--- Input material ---
==============================
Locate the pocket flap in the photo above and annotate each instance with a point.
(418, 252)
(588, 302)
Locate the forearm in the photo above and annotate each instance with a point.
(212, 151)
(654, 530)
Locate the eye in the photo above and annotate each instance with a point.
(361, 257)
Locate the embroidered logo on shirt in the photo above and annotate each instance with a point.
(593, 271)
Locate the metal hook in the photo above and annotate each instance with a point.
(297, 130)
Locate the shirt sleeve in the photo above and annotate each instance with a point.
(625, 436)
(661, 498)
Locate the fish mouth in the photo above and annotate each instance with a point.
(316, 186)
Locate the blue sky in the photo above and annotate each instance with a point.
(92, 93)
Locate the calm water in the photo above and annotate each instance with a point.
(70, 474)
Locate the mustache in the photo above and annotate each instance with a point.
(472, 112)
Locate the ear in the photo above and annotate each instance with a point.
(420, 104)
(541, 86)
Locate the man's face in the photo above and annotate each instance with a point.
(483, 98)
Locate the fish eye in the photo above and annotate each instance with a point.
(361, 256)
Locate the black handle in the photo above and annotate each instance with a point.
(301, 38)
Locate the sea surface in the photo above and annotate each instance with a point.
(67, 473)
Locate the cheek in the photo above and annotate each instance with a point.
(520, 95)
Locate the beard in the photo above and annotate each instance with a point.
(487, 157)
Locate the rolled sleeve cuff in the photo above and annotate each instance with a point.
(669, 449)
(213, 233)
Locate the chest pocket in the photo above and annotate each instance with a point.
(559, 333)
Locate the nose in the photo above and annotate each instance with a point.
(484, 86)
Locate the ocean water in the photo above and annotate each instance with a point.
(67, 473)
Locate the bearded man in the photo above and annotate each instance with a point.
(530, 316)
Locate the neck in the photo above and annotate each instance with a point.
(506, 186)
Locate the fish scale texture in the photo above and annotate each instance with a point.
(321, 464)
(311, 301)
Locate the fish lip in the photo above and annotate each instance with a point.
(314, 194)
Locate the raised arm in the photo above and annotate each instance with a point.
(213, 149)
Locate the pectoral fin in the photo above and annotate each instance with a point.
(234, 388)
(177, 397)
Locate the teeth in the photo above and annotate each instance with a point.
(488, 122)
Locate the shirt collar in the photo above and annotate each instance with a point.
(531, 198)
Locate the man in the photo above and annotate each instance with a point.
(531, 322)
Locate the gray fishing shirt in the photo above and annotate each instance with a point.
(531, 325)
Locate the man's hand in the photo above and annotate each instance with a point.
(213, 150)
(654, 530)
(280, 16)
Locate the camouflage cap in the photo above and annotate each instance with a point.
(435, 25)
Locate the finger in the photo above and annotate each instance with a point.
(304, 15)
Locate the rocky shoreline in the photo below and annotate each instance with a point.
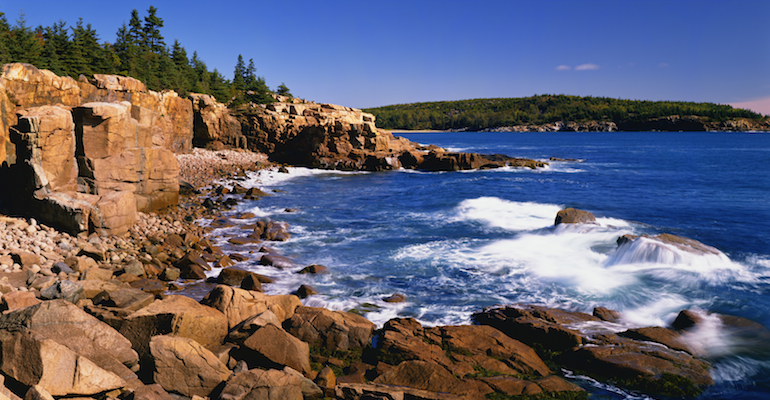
(106, 305)
(97, 317)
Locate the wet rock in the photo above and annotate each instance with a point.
(261, 384)
(174, 315)
(394, 298)
(272, 347)
(234, 276)
(65, 290)
(431, 377)
(305, 291)
(276, 260)
(238, 304)
(574, 216)
(605, 314)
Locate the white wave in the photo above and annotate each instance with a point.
(737, 370)
(667, 261)
(510, 215)
(272, 177)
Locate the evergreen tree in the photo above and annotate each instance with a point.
(153, 41)
(24, 45)
(283, 90)
(239, 75)
(219, 87)
(5, 33)
(55, 48)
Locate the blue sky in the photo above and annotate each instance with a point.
(372, 53)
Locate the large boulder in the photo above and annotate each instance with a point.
(431, 377)
(175, 315)
(574, 216)
(73, 328)
(32, 360)
(263, 384)
(272, 347)
(334, 330)
(631, 357)
(460, 349)
(183, 366)
(238, 304)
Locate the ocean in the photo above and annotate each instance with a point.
(455, 242)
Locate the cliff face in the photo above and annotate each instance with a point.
(334, 137)
(85, 156)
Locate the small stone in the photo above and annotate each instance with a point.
(306, 291)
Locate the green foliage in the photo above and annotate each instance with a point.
(541, 396)
(139, 51)
(481, 114)
(283, 90)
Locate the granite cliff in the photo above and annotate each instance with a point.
(85, 155)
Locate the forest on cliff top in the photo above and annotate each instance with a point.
(139, 51)
(481, 114)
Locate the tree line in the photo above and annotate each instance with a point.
(480, 114)
(139, 51)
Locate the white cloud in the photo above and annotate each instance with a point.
(586, 67)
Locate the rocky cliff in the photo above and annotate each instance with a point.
(86, 155)
(335, 137)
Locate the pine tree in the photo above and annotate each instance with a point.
(239, 75)
(5, 37)
(283, 90)
(55, 48)
(25, 46)
(153, 41)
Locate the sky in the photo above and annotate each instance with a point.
(374, 53)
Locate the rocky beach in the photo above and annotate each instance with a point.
(119, 209)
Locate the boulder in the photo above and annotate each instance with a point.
(631, 357)
(183, 366)
(537, 325)
(234, 276)
(18, 300)
(428, 376)
(272, 347)
(238, 304)
(574, 216)
(32, 360)
(150, 392)
(359, 391)
(263, 384)
(334, 330)
(65, 290)
(460, 349)
(175, 315)
(70, 326)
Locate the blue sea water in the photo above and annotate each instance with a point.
(455, 242)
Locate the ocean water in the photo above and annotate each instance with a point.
(455, 242)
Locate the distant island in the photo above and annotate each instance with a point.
(567, 113)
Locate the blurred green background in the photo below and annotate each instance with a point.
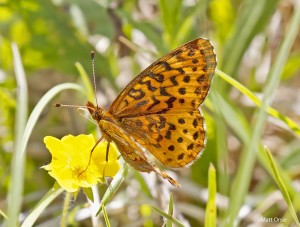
(127, 36)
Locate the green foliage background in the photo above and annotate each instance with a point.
(247, 35)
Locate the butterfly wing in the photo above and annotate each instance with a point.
(175, 140)
(130, 151)
(175, 83)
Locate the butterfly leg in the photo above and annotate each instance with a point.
(98, 141)
(106, 158)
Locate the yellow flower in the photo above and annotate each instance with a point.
(72, 166)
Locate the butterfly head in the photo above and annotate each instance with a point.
(95, 111)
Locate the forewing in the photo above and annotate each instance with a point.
(175, 83)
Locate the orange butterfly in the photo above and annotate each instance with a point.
(159, 110)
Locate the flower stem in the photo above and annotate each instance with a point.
(65, 210)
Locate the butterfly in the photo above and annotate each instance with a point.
(158, 114)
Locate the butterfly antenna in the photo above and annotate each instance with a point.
(94, 76)
(72, 106)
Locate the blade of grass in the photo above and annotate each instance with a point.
(242, 179)
(282, 187)
(114, 185)
(273, 112)
(169, 217)
(252, 18)
(15, 193)
(18, 163)
(105, 216)
(211, 209)
(40, 207)
(86, 81)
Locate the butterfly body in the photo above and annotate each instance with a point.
(159, 110)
==============================
Go through the data above and transcribe it in full, omitting any image.

--- Written solution ---
Locate the pocket flap in the photo above and annotate each instance with a point.
(418, 252)
(588, 302)
Locate the forearm in the photo above and annotate each instance with a point.
(212, 151)
(654, 530)
Locate the eye in the photo above and annotate each instance with a point.
(361, 257)
Locate the embroidered logo on shirt in the photo above and annotate each instance with a point.
(593, 271)
Locate the metal hook in the photo above and annotate each instance with a point.
(297, 130)
Locate the shirt sleeve in the photo above and annotate each instance with a point.
(625, 436)
(661, 498)
Locate the fish mouth in the photo above and annotate each instance with a point.
(316, 186)
Locate the blue sky in the photo above and annotate each instance with a point.
(92, 93)
Locate the calm water in the photo above and annotate each instance with a point.
(70, 474)
Locate the mustache in the photo above and annotate each instance with a point.
(472, 112)
Locate the ear in the photo above and annotate each instance with a point.
(420, 104)
(541, 86)
Locate the man's face in the photo above and annotate each instance with a point.
(483, 98)
Locate the fish eye in the photo above and annotate each instance with a point.
(361, 256)
Locate the black handle in the photo above and annotate each instance with a point.
(301, 38)
Locate the sea surface in the photo above and annotate each instance with a point.
(67, 473)
Locate the cheek in the photo above and annotate each instance with a point.
(520, 95)
Locate the beard in the photo above and annotate each instance with a point.
(487, 157)
Locate the rolled sleeve cuff in the photo above and annotate each instance with a point.
(669, 449)
(213, 233)
Locate the chest pocket in the photo above and annotate each instance with a point.
(559, 333)
Locate the nose in the photo above and annotate each instance with a point.
(484, 86)
Locate the ocean water in the photo above and annotate each instance with a point.
(67, 473)
Locate the bearded man in the photo above and annotate each instance with a point.
(530, 316)
Locate the neck in the photo above and annotate each instance with a point.
(506, 186)
Locate the fish scale texture in the photo above and annotate each instance with a point.
(321, 464)
(311, 301)
Locate the fish lip in the photo above and annotate each instance with a point.
(314, 194)
Locate the raised arm in the photo above and annotate each instance with a point.
(213, 149)
Locate the pectoral fin in the photo above and annotate each instance with a point.
(234, 388)
(177, 397)
Locate the teeth in the photo above and annotate each instance with a point.
(488, 122)
Locate the shirt collar in the photo above and annotate each instance with a point.
(531, 198)
Locate the man in the photo above and annotate each instance with a point.
(531, 322)
Locate the gray fishing shirt in the photo above and annotate each instance with a point.
(531, 325)
Locate the man's hand in the photo above and annotate each instance with a point.
(213, 150)
(654, 530)
(280, 16)
Locate the camouflage cap in the photo above and annotate each instance with a point.
(435, 25)
Locate the finger in the photo above and annotate each instance with a point.
(304, 15)
Locate the rocky shoreline in the photo below and annotate each instance with a point.
(106, 305)
(97, 317)
Locate the wet rock in the photo above and annotate each instance with a point.
(261, 384)
(174, 315)
(394, 298)
(272, 347)
(234, 276)
(65, 290)
(431, 377)
(305, 291)
(276, 260)
(238, 304)
(574, 216)
(605, 314)
Locate the white wave in the photo above and annotate each instance with a point.
(737, 370)
(667, 261)
(510, 215)
(272, 177)
Locate the evergreen tree in the photo above and annotate each instance with a point.
(153, 41)
(24, 45)
(283, 90)
(239, 75)
(219, 87)
(5, 33)
(55, 48)
Locate the blue sky in the photo above and annotate each instance with a point.
(372, 53)
Locate the large boulder in the photo above and annotate each instance with a point.
(431, 377)
(175, 315)
(574, 216)
(73, 328)
(32, 360)
(263, 384)
(272, 347)
(334, 330)
(631, 357)
(460, 349)
(183, 366)
(238, 304)
Locate the ocean in the photo above and annotate each instance with a point.
(455, 242)
Locate the cliff face in the photo above and annotate each instance with a point.
(334, 137)
(85, 156)
Locate the small stone in the photo above and annotate each instance with a point.
(306, 291)
Locate the green foliage in the photo above and annotate each instance with a point.
(541, 396)
(139, 51)
(481, 114)
(283, 90)
Locate the granite cliff in the photo above and annotate each instance with a point.
(85, 155)
Locate the forest on cliff top in the photo above and annotate each instance with a point.
(139, 51)
(481, 114)
Locate the tree line in the photo above and annotate each instance with a point.
(480, 114)
(139, 51)
Locate the white cloud in the photo above and annotate each instance with a point.
(586, 67)
Locate the rocky cliff in the photo above and annotate each instance with a point.
(86, 155)
(335, 137)
Locate the pine tree in the photo above and annotate each instance with a point.
(239, 75)
(5, 37)
(283, 90)
(55, 48)
(25, 46)
(153, 41)
Locate the sky in the photo above and annotate each instance with a point.
(374, 53)
Locate the rocky beach in the photo above and annotate each instance with a point.
(119, 209)
Locate the boulder in the photo above and annotate each instance with a point.
(631, 357)
(183, 366)
(537, 325)
(234, 276)
(18, 300)
(428, 376)
(272, 347)
(238, 304)
(574, 216)
(32, 360)
(150, 392)
(359, 391)
(263, 384)
(334, 330)
(65, 290)
(460, 349)
(175, 315)
(70, 326)
Locate the blue sea water in the photo above and annotate each instance with a point.
(455, 242)
Locate the ocean water in the photo above and annotate each instance with a point.
(455, 242)
Locate the distant island in the photo above and annotate each instance with a point.
(567, 113)
Locate the blurred green background in the photo below and annotate each instance with a point.
(127, 36)
Locate the green foliage background in the photo above and annotate each instance with a point.
(247, 35)
Locate the butterfly wing in the photo above and annotate each instance with a point.
(175, 140)
(130, 151)
(175, 83)
Locate the butterfly leg in the photo above and annotate each instance with a point.
(98, 141)
(106, 158)
Locate the yellow flower in the photo above and annotate each instance with a point.
(72, 166)
Locate the butterfly head in the photo above and annotate each instance with a point.
(95, 111)
Locate the forewing in the photo above and annotate each instance with a point.
(175, 83)
Locate the orange butterfly in the photo above and annotate each instance with a point.
(159, 110)
Locate the flower stem in the photo above and annotate each instance with a point.
(65, 210)
Locate the butterfly in the photo above and annotate each instance with a point.
(158, 114)
Locate the butterfly antenna in the photo above and annotate each instance with a point.
(94, 76)
(72, 106)
Locate the blade of grass in the photo above and annotate each instance with a point.
(242, 179)
(282, 187)
(114, 185)
(273, 112)
(169, 217)
(252, 18)
(15, 193)
(18, 163)
(105, 216)
(211, 209)
(40, 207)
(86, 81)
Locate the butterfly body in the photo above and annotate each instance with a point.
(159, 110)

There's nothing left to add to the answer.